• [Extracted text]
((
HDF5 is the incumbent standard for robotics datasets. ALOHA, DROID, and RH20T all ship HDF5 files with hierarchical episode structure: `/episode_0/observations/left_wrist_image`, `/episode_0/actions/left_arm_joints`[2]. HDF5 supports chunked compression (gzip, lz4), random access, and partial reads—critical for training dataloaders that sample random timesteps. Drawbacks: no native timestamp semantics (timestamps stored as arrays), limited metadata schema (attributes are unstructured key-value pairs), and poor append performance (adding episodes requires rewriting indices).

RLDS wraps TensorFlow Datasets with reinforcement-learning semantics: episodes as sequences of (observation, action, reward, discount) tuples. RLDS uses Parquet or TFRecord backends, enabling columnar compression (10-30% smaller than HDF5 for image-heavy datasets) and integration with Hugging Face Datasets[6]. RLDS enforces schema validation (observation/action spaces declared upfront) but lacks native support for variable-length episodes or multi-rate sensors (e.g., 1000 Hz joint states, 15 Hz images).

MCAP is a container format designed for multi-modal time-series data. It preserves nanosecond timestamps, supports arbitrary message schemas (Protobuf, JSON, ROS), and enables efficient time-range queries. ROS 2 uses MCAP as the default bag format; Foxglove provides visualization and annotation tools. MCAP excels at raw data archival (pre-processing) but requires conversion to HDF5 or RLDS for training—most policy codebases expect dense arrays, not message streams. Hybrid pipelines: record to MCAP, process to RLDS/HDF5 for training.

Quality Validation and Failure Mode Detection

Bimanual datasets fail silently: timestamp drift, action clipping, and camera occlusions degrade policy performance without obvious errors in the data files. Validation must check structural integrity, statistical properties, and task-specific semantics.
))
• [Directions]
Please answer these from the passage on robotics dataset formats:
(a) Which three datasets ship HDF5 files?
(b) What backends does RLDS use?
(c) What does ROS 2 use as its default bag format?
You won't need the records for this.

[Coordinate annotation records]
((
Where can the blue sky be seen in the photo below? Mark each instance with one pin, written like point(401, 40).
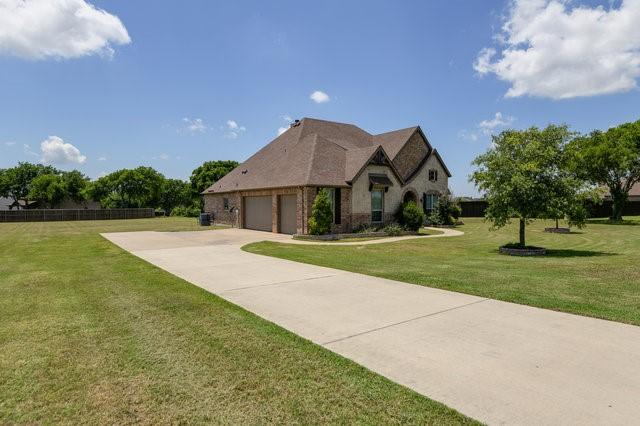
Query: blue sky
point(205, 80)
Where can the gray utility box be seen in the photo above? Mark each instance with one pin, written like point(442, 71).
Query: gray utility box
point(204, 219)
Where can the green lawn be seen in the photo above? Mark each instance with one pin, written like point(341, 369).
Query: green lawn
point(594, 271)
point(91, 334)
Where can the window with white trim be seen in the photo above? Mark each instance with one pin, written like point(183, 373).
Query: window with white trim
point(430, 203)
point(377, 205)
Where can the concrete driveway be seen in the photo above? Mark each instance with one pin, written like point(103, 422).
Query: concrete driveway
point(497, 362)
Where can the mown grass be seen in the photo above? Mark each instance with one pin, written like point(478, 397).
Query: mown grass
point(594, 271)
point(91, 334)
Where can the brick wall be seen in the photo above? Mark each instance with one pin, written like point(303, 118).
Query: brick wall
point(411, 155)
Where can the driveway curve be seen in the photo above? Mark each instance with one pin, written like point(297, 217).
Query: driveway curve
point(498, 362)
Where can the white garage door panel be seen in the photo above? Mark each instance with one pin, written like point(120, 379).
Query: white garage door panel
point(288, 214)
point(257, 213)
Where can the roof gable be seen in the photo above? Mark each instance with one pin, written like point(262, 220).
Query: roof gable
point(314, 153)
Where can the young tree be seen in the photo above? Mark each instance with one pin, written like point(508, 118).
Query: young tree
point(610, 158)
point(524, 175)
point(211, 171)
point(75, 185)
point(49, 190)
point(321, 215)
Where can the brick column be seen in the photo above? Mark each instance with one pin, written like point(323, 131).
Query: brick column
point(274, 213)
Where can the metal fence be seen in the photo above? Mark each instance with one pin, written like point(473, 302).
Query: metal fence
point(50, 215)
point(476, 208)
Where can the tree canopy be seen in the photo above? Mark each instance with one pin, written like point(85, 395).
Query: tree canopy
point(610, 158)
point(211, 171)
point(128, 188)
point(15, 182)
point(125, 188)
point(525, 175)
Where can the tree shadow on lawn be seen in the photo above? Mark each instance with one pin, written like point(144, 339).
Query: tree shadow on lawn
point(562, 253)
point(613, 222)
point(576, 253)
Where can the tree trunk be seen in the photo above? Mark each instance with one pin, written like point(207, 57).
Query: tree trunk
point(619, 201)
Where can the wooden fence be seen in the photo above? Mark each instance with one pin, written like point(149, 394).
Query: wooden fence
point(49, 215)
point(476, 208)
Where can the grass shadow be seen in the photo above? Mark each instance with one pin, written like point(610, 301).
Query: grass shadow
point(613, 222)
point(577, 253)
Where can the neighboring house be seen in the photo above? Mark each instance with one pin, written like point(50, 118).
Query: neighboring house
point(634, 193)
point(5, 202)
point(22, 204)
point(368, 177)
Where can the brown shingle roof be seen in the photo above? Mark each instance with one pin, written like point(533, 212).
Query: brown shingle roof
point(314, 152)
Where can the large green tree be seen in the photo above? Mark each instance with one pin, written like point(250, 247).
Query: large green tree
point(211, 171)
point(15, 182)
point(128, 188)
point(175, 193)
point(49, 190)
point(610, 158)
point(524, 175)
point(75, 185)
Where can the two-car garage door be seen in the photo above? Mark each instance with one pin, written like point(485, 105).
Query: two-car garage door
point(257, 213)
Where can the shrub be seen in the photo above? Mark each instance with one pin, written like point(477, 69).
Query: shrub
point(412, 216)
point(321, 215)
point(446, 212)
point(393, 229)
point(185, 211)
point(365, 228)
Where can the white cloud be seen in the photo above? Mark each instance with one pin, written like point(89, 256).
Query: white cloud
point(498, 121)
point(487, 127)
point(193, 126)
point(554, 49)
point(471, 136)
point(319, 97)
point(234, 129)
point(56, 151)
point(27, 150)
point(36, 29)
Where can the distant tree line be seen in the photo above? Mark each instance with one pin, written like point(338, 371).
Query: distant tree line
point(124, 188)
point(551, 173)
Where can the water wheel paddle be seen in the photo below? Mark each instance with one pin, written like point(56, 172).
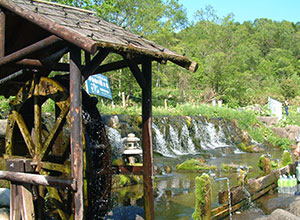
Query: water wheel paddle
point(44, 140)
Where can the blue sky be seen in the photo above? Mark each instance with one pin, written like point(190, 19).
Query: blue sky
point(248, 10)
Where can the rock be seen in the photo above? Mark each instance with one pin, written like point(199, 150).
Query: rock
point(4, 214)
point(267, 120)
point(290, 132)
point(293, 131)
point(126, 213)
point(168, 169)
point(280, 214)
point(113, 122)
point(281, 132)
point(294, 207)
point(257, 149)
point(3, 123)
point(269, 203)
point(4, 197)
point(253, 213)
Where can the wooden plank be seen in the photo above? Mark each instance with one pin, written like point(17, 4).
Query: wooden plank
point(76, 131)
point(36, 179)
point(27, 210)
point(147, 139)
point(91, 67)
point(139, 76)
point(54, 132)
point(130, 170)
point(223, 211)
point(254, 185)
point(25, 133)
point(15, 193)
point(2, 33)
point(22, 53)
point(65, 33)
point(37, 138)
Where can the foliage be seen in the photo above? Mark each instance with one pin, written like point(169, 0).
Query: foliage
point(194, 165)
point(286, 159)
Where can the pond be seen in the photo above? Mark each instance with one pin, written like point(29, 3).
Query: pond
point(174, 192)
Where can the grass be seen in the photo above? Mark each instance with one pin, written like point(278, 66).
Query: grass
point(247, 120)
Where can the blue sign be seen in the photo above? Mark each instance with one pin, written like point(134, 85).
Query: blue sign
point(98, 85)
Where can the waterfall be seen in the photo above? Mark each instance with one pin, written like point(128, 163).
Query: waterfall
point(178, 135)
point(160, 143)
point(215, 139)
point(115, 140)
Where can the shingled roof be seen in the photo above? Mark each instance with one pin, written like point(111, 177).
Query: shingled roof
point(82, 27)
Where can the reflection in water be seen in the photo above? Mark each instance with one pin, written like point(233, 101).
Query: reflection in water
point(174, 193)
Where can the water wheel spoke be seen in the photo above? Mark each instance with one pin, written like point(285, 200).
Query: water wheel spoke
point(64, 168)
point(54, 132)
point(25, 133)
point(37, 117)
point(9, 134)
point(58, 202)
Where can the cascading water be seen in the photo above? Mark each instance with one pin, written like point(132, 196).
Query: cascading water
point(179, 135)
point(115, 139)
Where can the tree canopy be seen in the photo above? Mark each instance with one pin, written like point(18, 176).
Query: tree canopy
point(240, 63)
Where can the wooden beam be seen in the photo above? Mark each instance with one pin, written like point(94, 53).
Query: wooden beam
))
• [Solution to the exercise]
(a) ALOHA, DROID, and RH20T
(b) Parquet or TFRecord
(c) MCAP